RECORDS SUPPLIED -
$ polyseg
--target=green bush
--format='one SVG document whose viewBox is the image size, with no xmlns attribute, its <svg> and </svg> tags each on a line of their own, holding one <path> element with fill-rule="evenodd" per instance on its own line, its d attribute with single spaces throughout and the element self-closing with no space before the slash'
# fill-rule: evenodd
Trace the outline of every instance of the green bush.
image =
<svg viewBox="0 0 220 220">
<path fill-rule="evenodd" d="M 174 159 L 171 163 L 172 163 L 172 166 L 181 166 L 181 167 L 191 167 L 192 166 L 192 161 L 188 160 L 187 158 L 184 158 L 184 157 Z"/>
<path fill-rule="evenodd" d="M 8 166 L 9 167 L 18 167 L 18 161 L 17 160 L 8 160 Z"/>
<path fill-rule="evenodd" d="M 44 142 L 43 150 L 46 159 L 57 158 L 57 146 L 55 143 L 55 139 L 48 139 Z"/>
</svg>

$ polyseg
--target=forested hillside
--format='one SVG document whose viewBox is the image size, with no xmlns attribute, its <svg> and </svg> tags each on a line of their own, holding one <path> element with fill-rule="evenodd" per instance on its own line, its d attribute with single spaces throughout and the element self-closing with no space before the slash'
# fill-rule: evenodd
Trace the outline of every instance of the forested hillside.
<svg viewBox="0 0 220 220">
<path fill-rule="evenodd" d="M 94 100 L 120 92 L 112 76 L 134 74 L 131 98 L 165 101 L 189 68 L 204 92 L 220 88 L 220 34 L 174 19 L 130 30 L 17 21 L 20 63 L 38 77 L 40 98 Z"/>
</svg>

TASK STATEMENT -
Exactly as written, return every line of the material.

COMPLETED TASK -
$ polyseg
--target=green bush
--format='one SVG document whose viewBox is the image size, with no xmlns attribute, its <svg> and </svg> tags each on a line of their own, holding one <path> element with fill-rule="evenodd" per instance on its own line, its d attribute with single spaces throughout and the element self-closing with no space before the slash'
# fill-rule: evenodd
Trace the outline of every instance of the green bush.
image =
<svg viewBox="0 0 220 220">
<path fill-rule="evenodd" d="M 174 159 L 171 163 L 172 163 L 172 166 L 181 166 L 181 167 L 191 167 L 192 166 L 192 161 L 188 160 L 187 158 L 184 158 L 184 157 Z"/>
<path fill-rule="evenodd" d="M 8 166 L 9 167 L 18 167 L 18 161 L 17 160 L 8 160 Z"/>
<path fill-rule="evenodd" d="M 44 142 L 43 150 L 46 159 L 57 158 L 57 146 L 55 143 L 55 139 L 48 139 Z"/>
</svg>

$ polyseg
--target=forested hillside
--format='one SVG document whose viewBox is the image size, with no xmlns attribute, its <svg> and </svg> tags each on a line of their own, holding one <path> element with fill-rule="evenodd" per instance on its own line, its d attribute with single spaces throughout and the element self-closing with no space before the slash'
# fill-rule: evenodd
Trace the outline of every instance of the forested hillside.
<svg viewBox="0 0 220 220">
<path fill-rule="evenodd" d="M 94 100 L 120 92 L 112 76 L 134 74 L 131 98 L 165 101 L 189 68 L 204 92 L 220 88 L 220 34 L 174 19 L 130 30 L 17 21 L 20 63 L 38 77 L 40 98 Z"/>
</svg>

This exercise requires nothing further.